- _Objective_
Pick out every line in the rows below that contains the word "roof" and copy each of those lines. Case counts.

Excerpts of location labeling data
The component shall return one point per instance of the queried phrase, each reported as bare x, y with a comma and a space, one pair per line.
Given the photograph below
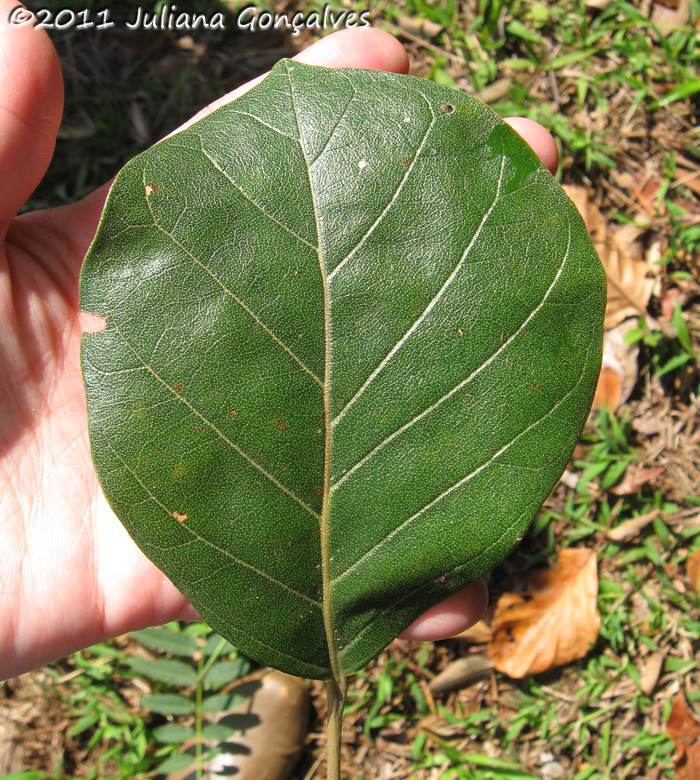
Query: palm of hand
70, 575
81, 576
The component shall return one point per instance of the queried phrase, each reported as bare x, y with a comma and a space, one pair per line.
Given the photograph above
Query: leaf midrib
324, 522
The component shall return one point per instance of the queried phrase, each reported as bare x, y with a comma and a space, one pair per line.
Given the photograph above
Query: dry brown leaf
631, 528
478, 634
649, 674
692, 566
554, 622
634, 478
621, 254
619, 370
684, 730
438, 726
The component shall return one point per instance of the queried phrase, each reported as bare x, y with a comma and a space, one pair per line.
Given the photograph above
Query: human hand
70, 575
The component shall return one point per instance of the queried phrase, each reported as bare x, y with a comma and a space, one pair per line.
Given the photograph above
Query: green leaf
166, 641
168, 704
226, 672
353, 329
171, 672
682, 329
173, 733
212, 645
221, 702
176, 763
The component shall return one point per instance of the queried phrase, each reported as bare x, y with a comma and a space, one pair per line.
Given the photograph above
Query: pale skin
70, 575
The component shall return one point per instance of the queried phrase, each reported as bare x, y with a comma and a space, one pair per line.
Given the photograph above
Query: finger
451, 616
352, 48
538, 139
31, 104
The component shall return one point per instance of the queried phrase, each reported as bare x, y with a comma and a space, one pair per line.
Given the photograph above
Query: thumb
31, 104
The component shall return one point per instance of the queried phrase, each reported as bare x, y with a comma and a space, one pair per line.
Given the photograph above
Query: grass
620, 96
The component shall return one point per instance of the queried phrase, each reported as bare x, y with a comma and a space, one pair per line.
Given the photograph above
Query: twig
315, 765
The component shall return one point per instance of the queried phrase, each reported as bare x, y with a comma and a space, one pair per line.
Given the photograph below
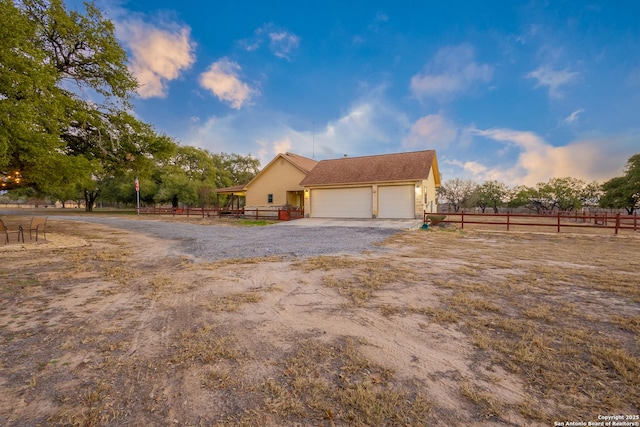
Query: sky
514, 91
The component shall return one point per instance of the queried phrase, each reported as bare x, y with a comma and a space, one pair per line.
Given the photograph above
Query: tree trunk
90, 199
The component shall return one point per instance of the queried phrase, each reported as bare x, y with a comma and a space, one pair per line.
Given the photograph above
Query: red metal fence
558, 221
273, 214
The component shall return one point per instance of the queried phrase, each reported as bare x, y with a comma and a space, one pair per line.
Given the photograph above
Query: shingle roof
370, 169
229, 190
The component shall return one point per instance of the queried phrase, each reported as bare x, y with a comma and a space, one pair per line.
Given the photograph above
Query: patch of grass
356, 278
490, 407
205, 344
256, 222
334, 382
232, 302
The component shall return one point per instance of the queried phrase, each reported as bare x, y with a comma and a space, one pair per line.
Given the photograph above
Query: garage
397, 201
341, 203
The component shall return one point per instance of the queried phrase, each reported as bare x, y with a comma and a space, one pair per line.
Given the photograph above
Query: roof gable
381, 168
304, 164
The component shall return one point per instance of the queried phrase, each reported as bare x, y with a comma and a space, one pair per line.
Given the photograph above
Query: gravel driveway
215, 242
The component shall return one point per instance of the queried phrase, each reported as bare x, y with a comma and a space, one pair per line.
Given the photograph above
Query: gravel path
215, 242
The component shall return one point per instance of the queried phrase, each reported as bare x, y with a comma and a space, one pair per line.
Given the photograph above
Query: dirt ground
100, 326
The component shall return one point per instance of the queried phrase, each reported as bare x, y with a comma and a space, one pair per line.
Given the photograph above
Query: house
278, 183
401, 185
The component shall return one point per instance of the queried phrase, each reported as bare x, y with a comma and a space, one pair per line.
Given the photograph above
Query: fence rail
558, 221
272, 214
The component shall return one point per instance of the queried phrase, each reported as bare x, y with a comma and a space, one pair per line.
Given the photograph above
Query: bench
6, 231
38, 224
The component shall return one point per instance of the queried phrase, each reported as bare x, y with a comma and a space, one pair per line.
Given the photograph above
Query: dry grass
333, 381
105, 336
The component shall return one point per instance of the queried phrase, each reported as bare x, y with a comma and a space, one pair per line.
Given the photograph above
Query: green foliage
623, 192
491, 194
456, 192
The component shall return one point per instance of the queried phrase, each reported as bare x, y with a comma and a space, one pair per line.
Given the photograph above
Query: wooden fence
558, 221
272, 214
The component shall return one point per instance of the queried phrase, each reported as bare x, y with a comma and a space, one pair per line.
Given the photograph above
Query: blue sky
515, 91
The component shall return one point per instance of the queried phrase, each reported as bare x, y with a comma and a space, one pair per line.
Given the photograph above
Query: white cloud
282, 146
539, 161
281, 43
369, 126
157, 55
574, 116
431, 132
553, 80
452, 71
222, 78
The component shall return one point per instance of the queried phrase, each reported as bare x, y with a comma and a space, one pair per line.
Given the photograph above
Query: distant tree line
557, 194
66, 130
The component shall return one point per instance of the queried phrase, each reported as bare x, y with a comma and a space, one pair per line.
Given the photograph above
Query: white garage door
396, 201
341, 203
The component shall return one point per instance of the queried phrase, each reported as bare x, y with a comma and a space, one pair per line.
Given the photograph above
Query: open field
101, 326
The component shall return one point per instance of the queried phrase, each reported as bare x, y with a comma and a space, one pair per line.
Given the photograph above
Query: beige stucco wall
429, 186
277, 178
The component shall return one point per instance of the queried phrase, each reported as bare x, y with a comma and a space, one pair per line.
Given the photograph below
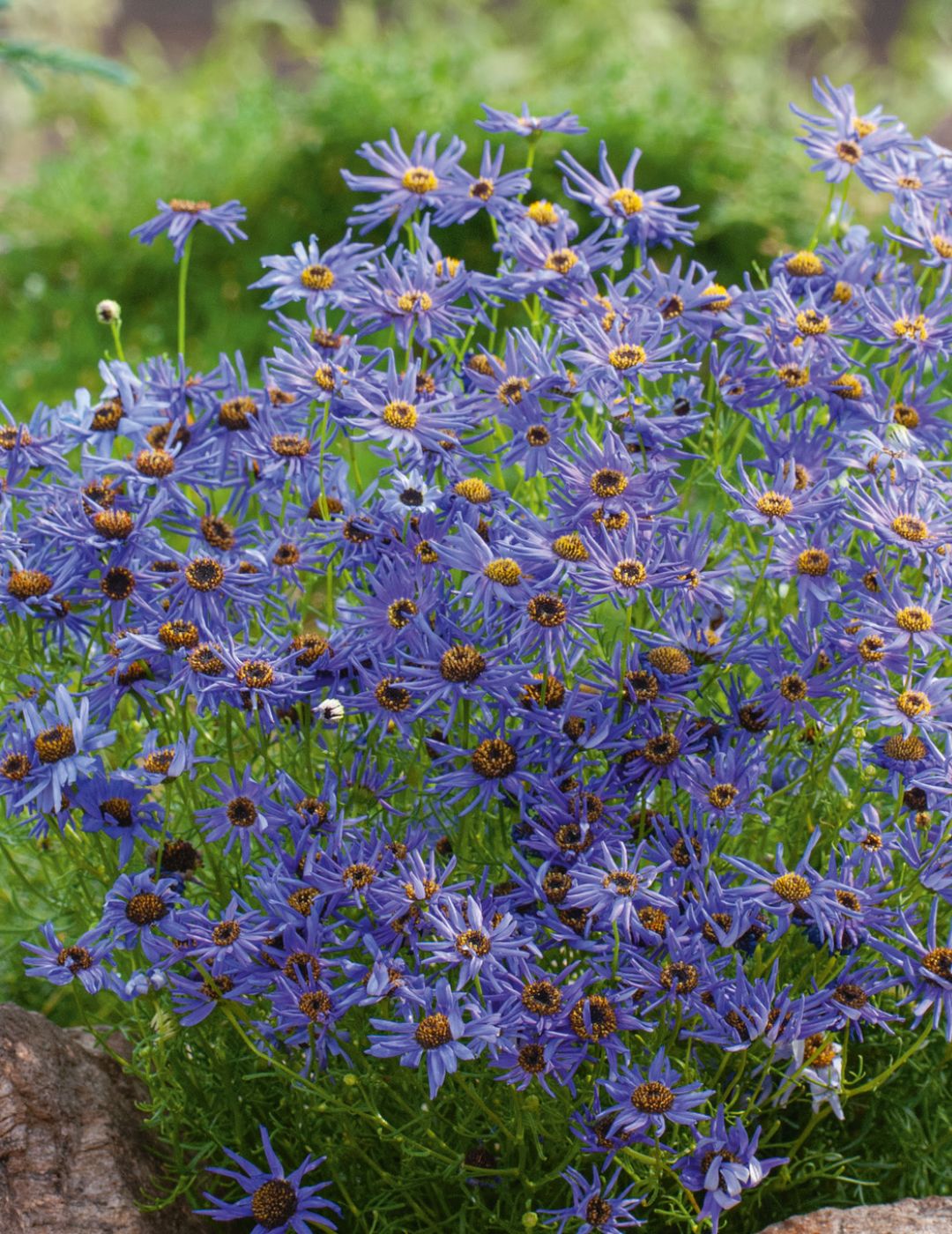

- _Answer to this task_
Query: shingle roof
Query: roof gable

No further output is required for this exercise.